● **SHORT PROBLEM**:
Write out the records below exactly, covering the stretch from the line containing "yellow compound leaf?" through the line containing "355], [936, 378]]".

Segmentation dataset excerpts:
**********

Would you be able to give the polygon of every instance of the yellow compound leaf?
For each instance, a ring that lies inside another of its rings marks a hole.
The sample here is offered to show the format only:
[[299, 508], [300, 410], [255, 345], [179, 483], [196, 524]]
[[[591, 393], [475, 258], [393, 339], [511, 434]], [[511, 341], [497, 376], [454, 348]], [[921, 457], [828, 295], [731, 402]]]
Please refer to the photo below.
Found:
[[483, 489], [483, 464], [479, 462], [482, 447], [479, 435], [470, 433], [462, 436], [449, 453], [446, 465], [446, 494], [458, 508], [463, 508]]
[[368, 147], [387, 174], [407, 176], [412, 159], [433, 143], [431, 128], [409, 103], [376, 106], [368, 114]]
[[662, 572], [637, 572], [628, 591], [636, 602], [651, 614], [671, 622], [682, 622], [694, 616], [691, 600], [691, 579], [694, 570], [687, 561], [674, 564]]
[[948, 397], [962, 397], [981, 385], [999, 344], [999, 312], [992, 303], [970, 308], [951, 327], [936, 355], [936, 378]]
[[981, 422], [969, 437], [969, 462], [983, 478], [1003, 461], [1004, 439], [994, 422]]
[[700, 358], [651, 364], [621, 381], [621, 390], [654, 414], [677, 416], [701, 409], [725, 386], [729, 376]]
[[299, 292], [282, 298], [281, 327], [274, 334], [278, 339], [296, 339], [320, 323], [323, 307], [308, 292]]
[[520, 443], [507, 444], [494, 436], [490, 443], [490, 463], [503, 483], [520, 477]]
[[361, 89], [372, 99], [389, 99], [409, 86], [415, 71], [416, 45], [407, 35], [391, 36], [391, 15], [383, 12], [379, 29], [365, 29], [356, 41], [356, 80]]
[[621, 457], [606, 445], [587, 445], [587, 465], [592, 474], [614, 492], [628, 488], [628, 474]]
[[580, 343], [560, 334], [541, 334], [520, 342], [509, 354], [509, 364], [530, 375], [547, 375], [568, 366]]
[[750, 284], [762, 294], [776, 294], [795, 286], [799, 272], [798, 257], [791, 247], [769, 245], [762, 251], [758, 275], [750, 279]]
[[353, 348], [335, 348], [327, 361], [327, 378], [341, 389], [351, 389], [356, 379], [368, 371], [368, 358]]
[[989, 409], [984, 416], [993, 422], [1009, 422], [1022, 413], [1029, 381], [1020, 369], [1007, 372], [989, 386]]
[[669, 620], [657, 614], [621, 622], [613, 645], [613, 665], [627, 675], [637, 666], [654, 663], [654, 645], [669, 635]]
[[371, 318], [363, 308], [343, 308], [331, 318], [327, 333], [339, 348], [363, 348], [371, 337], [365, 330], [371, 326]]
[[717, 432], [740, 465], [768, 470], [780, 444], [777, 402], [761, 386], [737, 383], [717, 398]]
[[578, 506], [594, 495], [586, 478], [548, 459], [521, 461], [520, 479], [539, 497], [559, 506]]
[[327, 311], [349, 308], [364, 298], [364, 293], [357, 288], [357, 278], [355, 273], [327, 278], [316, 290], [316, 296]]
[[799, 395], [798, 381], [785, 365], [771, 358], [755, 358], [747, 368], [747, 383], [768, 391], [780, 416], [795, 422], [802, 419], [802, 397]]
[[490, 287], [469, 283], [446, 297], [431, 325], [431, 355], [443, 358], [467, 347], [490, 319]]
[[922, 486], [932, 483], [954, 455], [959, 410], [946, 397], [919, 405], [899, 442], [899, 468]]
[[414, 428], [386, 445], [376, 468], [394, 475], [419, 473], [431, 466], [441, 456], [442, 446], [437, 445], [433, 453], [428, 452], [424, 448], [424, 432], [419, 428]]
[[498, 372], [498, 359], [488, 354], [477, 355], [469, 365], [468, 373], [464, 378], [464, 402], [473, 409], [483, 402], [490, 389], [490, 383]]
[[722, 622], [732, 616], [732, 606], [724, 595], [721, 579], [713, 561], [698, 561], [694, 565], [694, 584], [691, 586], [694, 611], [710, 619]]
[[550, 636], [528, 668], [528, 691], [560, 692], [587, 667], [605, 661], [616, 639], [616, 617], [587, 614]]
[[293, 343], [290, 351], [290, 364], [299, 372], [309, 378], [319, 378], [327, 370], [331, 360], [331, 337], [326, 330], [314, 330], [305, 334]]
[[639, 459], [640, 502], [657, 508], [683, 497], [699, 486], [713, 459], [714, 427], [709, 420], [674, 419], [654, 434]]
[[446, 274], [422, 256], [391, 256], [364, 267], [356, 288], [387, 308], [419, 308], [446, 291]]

**********

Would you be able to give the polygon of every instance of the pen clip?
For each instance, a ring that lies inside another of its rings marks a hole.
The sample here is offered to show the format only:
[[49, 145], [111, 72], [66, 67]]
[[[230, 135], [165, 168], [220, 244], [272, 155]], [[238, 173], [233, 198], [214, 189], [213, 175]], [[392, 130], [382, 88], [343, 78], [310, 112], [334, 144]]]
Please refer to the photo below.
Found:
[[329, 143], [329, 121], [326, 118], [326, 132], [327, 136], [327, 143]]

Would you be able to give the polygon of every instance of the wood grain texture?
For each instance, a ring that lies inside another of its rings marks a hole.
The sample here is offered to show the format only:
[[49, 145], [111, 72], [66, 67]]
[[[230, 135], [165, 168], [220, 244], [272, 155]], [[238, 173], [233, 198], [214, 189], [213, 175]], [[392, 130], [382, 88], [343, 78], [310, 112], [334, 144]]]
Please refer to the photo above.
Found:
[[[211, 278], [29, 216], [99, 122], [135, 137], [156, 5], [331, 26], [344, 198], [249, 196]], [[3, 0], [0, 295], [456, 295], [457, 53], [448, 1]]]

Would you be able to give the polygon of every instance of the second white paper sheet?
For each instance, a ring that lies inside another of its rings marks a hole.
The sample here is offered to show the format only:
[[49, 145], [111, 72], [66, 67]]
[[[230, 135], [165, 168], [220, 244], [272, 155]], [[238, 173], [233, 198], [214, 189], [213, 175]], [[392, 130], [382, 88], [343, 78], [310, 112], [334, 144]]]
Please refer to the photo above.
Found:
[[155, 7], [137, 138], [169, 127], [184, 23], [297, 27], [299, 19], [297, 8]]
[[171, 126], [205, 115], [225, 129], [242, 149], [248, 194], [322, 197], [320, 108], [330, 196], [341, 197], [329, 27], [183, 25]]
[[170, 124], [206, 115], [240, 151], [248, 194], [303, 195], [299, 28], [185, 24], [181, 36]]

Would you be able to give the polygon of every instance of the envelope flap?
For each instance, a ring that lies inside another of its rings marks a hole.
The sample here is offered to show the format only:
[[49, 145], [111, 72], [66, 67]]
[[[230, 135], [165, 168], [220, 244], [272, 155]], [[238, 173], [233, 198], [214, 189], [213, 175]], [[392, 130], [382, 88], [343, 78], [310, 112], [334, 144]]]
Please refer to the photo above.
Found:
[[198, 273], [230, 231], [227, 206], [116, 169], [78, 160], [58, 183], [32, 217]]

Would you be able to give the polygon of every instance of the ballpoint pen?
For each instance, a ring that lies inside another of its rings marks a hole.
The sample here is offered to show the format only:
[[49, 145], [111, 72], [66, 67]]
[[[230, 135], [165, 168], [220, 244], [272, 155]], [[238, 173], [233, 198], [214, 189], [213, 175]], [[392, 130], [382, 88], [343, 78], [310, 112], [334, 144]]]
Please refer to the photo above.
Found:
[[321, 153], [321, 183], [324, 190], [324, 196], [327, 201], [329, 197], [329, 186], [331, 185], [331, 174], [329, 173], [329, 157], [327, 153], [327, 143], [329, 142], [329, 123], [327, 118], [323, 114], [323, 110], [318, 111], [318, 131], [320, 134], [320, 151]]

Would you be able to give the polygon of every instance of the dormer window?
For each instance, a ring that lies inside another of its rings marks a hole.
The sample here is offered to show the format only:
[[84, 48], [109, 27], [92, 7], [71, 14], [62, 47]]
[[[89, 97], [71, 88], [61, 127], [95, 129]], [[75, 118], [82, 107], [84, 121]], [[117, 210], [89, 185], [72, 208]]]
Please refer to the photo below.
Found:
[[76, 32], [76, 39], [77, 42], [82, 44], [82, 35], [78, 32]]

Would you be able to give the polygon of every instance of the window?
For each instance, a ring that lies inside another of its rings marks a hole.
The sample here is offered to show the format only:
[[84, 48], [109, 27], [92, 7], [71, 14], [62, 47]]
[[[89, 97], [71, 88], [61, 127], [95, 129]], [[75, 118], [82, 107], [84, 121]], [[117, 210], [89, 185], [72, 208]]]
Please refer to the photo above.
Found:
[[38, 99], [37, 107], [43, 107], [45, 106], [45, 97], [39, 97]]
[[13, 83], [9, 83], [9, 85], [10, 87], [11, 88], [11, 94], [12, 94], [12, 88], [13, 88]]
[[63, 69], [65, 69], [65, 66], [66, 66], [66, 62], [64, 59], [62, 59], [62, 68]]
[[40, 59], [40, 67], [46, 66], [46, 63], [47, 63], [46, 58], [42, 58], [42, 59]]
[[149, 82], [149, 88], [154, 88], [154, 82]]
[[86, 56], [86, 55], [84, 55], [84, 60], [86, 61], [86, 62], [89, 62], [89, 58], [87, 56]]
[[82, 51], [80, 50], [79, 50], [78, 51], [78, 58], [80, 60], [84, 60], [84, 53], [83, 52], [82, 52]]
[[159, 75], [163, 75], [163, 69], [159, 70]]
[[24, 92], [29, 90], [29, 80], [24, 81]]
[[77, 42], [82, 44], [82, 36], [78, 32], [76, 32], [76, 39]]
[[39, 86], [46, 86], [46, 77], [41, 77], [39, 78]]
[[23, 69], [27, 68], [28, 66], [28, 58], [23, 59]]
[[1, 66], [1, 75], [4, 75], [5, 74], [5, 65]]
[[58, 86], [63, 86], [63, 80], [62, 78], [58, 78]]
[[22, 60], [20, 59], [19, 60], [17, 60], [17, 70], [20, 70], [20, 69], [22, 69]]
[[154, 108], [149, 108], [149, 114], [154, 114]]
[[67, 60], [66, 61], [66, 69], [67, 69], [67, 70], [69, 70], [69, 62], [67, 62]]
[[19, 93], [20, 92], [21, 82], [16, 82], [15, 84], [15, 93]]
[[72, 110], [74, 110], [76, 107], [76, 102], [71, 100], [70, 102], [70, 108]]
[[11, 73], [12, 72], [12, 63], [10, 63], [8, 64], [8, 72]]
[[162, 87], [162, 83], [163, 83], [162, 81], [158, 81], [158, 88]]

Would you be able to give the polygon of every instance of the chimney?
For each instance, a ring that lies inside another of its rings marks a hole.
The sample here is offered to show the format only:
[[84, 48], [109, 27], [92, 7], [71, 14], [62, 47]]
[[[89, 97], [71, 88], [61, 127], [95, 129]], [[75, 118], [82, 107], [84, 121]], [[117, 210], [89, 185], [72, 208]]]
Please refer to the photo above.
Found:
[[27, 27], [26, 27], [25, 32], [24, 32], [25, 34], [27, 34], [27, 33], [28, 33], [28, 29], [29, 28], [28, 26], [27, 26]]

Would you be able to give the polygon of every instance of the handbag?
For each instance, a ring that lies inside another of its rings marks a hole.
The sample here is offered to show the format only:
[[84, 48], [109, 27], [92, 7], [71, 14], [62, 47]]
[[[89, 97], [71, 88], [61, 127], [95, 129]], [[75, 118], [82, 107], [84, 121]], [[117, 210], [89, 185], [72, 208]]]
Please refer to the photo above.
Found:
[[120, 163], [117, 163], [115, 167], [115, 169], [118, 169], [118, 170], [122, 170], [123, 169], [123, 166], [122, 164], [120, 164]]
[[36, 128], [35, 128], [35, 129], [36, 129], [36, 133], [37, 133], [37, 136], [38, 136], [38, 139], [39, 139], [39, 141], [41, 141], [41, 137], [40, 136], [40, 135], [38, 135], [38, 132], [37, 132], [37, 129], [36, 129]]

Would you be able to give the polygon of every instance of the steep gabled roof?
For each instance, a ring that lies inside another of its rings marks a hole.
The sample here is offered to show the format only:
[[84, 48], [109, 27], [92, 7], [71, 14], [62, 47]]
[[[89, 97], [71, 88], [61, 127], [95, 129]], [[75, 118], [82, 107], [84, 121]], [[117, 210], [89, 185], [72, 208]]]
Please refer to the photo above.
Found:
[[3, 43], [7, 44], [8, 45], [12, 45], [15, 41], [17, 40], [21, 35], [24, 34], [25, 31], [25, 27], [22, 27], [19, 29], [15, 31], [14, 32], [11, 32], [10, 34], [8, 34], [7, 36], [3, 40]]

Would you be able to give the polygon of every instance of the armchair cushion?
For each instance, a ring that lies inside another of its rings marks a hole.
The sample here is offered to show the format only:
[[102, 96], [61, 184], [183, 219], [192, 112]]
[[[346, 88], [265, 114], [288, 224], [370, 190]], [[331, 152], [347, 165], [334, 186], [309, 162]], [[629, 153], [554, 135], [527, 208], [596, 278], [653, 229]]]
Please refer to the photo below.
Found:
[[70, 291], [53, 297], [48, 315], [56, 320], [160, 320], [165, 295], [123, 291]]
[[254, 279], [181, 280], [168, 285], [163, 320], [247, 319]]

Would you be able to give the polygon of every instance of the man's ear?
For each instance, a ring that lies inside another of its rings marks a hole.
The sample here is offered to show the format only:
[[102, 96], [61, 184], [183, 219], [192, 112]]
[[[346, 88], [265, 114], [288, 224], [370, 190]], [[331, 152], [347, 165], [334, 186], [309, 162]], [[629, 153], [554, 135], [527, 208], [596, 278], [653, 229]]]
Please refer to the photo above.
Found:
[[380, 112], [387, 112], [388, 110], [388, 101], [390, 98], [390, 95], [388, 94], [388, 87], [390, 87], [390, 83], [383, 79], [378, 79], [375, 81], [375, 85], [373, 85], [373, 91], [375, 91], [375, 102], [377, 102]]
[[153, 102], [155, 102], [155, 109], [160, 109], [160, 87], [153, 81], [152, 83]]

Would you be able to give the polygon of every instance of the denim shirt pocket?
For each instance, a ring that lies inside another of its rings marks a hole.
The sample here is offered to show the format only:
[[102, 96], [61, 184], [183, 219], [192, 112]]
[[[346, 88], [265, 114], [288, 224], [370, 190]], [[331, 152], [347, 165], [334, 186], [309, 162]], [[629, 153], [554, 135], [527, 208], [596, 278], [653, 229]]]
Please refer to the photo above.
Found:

**********

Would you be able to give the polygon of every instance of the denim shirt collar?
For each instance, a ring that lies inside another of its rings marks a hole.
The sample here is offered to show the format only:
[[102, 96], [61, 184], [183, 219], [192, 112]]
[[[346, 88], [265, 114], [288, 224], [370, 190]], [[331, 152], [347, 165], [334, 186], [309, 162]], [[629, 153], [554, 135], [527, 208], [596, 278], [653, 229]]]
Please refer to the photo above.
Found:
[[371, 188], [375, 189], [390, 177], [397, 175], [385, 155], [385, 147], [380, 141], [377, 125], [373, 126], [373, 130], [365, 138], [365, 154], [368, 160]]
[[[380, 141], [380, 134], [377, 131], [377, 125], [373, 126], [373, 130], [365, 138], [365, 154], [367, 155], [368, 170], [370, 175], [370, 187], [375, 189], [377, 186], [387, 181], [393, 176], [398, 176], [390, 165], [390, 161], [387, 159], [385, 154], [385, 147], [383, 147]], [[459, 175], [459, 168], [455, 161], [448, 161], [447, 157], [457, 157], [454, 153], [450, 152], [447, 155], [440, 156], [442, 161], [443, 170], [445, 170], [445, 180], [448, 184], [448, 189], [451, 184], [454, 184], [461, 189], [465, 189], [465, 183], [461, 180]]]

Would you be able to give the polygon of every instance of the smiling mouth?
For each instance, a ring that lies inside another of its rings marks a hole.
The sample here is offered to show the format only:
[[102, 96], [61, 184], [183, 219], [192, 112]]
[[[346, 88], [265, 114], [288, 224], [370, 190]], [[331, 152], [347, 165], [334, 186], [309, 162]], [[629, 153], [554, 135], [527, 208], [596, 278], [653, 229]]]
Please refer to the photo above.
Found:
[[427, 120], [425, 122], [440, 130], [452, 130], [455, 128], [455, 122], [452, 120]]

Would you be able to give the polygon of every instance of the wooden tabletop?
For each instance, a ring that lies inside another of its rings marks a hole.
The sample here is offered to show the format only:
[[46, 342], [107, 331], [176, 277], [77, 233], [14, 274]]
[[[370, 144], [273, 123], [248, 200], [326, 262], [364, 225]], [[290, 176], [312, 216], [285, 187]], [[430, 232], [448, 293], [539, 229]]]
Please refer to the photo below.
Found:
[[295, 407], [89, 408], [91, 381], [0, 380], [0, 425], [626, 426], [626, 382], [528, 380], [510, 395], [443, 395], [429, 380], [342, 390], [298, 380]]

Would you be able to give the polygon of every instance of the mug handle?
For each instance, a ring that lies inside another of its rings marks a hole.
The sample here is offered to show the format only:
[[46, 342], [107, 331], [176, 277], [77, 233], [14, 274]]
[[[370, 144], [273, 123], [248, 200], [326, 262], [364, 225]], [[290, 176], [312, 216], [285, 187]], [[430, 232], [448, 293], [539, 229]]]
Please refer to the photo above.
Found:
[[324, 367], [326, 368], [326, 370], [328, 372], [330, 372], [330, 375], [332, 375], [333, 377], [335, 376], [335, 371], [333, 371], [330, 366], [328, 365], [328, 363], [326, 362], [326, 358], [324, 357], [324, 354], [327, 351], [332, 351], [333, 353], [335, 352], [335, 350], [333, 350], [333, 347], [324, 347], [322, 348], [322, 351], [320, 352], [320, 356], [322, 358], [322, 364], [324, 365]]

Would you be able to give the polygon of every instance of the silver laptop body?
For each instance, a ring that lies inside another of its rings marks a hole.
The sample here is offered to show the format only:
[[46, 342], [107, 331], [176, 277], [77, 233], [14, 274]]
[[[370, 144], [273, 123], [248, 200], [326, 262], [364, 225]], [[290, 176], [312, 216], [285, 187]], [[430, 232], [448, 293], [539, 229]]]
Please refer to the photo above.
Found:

**********

● **COMPLETED TASK**:
Would you be able to give the polygon of every instance of the yellow compound leaf?
For each instance, a ring that lies inside another of its rings marks a hole.
The sample here is offered to show the format only:
[[299, 508], [300, 410], [255, 345], [179, 483], [196, 524]]
[[[591, 393], [475, 258], [393, 339], [511, 434]], [[511, 341], [497, 376], [454, 348]], [[921, 457], [828, 295], [731, 402]]]
Please refer to the photo below.
Found:
[[483, 489], [483, 464], [479, 462], [482, 447], [479, 435], [470, 433], [462, 436], [449, 453], [446, 465], [446, 494], [458, 508], [463, 508]]
[[368, 147], [387, 174], [407, 176], [412, 159], [433, 143], [431, 128], [409, 103], [376, 106], [368, 114]]
[[662, 572], [637, 572], [628, 591], [636, 602], [651, 614], [671, 622], [682, 622], [694, 616], [691, 600], [691, 579], [694, 570], [687, 561], [674, 564]]
[[948, 397], [962, 397], [981, 385], [999, 344], [999, 312], [992, 303], [970, 308], [951, 327], [936, 355], [936, 378]]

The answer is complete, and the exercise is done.